## Region labeling entries
------------------------------------------------------------

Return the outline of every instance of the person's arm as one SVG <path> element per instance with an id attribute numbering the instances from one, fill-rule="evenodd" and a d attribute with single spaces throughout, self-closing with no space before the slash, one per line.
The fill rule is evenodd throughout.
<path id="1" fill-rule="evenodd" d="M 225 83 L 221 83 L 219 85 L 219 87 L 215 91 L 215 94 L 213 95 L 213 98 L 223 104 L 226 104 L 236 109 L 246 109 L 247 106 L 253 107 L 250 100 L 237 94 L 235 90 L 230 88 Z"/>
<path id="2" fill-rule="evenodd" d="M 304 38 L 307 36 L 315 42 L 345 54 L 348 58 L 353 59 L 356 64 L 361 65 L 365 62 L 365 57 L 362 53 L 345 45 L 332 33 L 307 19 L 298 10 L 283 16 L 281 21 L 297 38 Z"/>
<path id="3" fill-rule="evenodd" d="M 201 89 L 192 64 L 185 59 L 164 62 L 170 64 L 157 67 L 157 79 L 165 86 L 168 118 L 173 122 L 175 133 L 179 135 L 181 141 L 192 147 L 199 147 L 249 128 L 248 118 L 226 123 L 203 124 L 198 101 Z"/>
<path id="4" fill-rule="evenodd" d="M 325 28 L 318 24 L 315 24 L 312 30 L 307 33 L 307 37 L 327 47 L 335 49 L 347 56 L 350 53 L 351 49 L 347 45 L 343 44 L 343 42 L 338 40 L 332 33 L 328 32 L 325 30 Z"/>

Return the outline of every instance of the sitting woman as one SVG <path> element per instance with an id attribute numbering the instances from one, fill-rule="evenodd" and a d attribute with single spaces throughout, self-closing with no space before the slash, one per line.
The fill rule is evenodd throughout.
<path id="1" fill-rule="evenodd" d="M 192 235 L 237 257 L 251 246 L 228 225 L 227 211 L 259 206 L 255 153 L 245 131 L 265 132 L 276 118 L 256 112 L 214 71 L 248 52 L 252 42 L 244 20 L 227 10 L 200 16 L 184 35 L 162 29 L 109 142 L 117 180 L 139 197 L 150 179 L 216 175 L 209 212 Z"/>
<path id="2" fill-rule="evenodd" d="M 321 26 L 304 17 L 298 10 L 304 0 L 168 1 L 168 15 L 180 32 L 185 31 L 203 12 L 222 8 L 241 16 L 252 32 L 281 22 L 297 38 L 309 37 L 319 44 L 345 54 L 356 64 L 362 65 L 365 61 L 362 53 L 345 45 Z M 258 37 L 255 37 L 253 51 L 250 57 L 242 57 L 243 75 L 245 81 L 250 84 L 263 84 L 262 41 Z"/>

------------------------------------------------------------

## THE EXERCISE
Rescale the part of the material that runs from its first line through the line containing "304 38 L 307", both included. Repeat those lines in full, requests included, but multiply every number in the answer outlines (the path coordinates and id values) by 1.9 and round each to a whole number, rounding halves up.

## THE RESPONSE
Return the outline of every instance of the person's arm as one SVG <path> element per instance with an id attribute numbering the instances from one, fill-rule="evenodd" and a d attribute with single spaces throughout, self-closing with no space before the slash, one per line.
The fill rule is evenodd throughout.
<path id="2" fill-rule="evenodd" d="M 428 158 L 420 158 L 416 162 L 416 165 L 409 173 L 409 179 L 405 181 L 405 186 L 424 198 L 429 198 L 448 207 L 467 207 L 469 201 L 481 203 L 475 190 L 450 179 L 447 171 L 437 167 Z"/>
<path id="4" fill-rule="evenodd" d="M 578 72 L 583 68 L 599 80 L 656 103 L 661 110 L 671 112 L 676 122 L 686 124 L 694 118 L 694 108 L 688 101 L 656 86 L 631 63 L 583 36 L 566 19 L 538 30 L 534 40 L 564 72 Z"/>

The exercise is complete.